DIRECTIONS FOR THIS TASK
Find every line in the records that contains the string "ceiling" and copy each one. Match case exactly.

Dataset excerpt:
★ ★ ★ ★ ★
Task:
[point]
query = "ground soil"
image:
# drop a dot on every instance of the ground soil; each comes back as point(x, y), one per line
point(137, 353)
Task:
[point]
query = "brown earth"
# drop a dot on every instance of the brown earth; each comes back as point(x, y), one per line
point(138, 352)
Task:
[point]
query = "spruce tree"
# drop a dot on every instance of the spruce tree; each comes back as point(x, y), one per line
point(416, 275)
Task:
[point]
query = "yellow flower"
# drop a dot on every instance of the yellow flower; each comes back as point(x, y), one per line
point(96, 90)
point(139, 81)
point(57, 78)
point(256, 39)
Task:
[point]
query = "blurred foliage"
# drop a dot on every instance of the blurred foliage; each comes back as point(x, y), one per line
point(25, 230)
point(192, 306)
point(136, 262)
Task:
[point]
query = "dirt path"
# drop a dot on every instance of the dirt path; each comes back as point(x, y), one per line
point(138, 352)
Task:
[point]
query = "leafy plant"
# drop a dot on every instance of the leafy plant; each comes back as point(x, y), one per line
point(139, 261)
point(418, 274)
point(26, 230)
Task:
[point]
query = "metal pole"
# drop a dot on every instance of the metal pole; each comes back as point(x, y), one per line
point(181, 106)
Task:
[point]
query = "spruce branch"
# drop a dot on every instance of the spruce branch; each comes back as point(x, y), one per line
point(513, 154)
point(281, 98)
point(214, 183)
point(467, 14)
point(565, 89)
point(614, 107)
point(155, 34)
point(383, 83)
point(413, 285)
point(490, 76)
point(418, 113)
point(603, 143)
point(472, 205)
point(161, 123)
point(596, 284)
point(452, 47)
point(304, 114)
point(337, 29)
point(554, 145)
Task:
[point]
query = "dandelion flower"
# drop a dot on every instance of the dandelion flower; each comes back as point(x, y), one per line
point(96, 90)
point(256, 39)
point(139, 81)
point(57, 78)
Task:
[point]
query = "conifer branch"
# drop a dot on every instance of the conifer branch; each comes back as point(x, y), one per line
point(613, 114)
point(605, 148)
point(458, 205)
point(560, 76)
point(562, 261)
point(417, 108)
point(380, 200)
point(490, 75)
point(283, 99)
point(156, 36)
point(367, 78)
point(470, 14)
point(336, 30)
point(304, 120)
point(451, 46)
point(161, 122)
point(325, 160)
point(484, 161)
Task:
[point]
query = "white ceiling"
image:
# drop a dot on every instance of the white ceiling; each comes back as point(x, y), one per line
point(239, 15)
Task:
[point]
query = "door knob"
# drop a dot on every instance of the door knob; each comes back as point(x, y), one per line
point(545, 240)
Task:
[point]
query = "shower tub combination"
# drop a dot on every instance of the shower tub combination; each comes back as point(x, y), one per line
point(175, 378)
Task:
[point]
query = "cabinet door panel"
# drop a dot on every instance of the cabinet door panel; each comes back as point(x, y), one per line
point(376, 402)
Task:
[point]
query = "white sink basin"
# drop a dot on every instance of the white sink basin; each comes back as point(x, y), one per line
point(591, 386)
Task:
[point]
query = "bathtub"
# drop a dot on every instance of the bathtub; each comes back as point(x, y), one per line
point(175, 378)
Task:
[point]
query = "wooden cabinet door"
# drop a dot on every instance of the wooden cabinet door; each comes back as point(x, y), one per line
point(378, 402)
★ ★ ★ ★ ★
OUTPUT OF THE TASK
query = "white ceiling"
# drop a dot on every instance of the white ceiling; each comes back as point(x, y), one per line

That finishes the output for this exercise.